(Beginning of Record extracts)

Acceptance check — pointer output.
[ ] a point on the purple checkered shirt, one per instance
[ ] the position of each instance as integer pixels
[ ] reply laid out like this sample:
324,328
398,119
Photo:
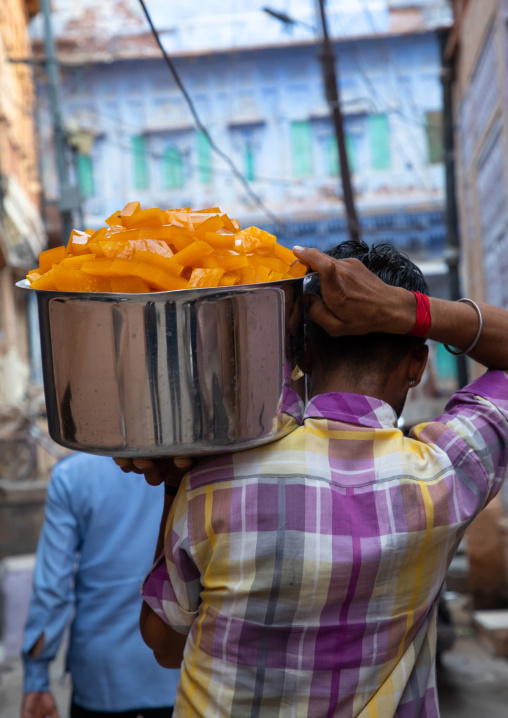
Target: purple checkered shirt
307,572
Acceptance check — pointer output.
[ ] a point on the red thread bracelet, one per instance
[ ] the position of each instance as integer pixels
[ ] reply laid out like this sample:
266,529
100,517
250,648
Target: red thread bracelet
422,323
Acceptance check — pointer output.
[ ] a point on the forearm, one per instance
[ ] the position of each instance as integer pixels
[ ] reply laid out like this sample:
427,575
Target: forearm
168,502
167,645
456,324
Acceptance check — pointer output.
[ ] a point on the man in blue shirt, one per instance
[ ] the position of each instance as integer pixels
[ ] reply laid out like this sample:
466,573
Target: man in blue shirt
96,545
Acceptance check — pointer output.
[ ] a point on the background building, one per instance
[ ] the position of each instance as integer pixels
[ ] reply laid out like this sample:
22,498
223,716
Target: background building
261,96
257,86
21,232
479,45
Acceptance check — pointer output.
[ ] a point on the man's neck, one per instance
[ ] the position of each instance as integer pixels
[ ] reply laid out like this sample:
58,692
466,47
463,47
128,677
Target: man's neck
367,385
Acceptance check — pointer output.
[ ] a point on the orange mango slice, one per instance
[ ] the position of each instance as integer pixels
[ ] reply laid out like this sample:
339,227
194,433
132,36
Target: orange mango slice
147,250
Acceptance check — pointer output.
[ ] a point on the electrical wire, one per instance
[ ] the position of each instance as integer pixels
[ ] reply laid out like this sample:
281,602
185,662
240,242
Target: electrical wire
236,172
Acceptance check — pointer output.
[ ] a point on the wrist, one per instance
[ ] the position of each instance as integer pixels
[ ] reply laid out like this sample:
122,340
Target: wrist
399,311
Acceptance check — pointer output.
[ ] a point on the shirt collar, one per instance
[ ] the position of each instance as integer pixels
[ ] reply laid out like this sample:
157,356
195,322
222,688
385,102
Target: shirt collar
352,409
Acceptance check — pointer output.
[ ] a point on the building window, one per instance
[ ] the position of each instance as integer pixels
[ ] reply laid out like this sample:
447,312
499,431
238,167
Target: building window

(End of Record extracts)
(Beginning of Record extracts)

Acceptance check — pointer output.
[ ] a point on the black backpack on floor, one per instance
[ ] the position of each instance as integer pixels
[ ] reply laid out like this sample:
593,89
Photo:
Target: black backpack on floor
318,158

(End of Record extracts)
(Beginning of Record extracts)

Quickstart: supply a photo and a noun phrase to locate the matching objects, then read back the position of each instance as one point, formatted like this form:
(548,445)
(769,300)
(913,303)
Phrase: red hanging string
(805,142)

(End of Record extracts)

== What the exercise asks ==
Of the entries above, repeat exactly the lines between the line with "Target: orange mango slice" and the line with "Target: building window", inclusive, and no others.

== Answer box ==
Target: orange mango slice
147,250
Acceptance check — pointer output.
[ ] a point on the electrical wire, one per instance
[ ] the position of each instance as integer pixels
[ ] reply laid out like this sample:
281,602
185,662
240,242
Target: electrical wire
236,172
Acceptance check — pointer output.
[ ] a point on the wrist, one per instance
[ ] the position of each instance as integer pixels
[ ] reply laid out like this sample:
122,340
Target: wrist
399,311
Acceptance check — pointer output.
[ ] a point on the shirt collar, one per instance
[ ] the position of each instance as integer pixels
[ ] reply laid out like this sample:
157,356
195,322
222,688
385,102
Target: shirt collar
352,409
Acceptance check — pointer output.
[ ] a point on the building window, one per instance
[ ] the position of each instance as integer pixels
[ ] reply laid out like this sample:
447,312
499,431
238,167
Target: building window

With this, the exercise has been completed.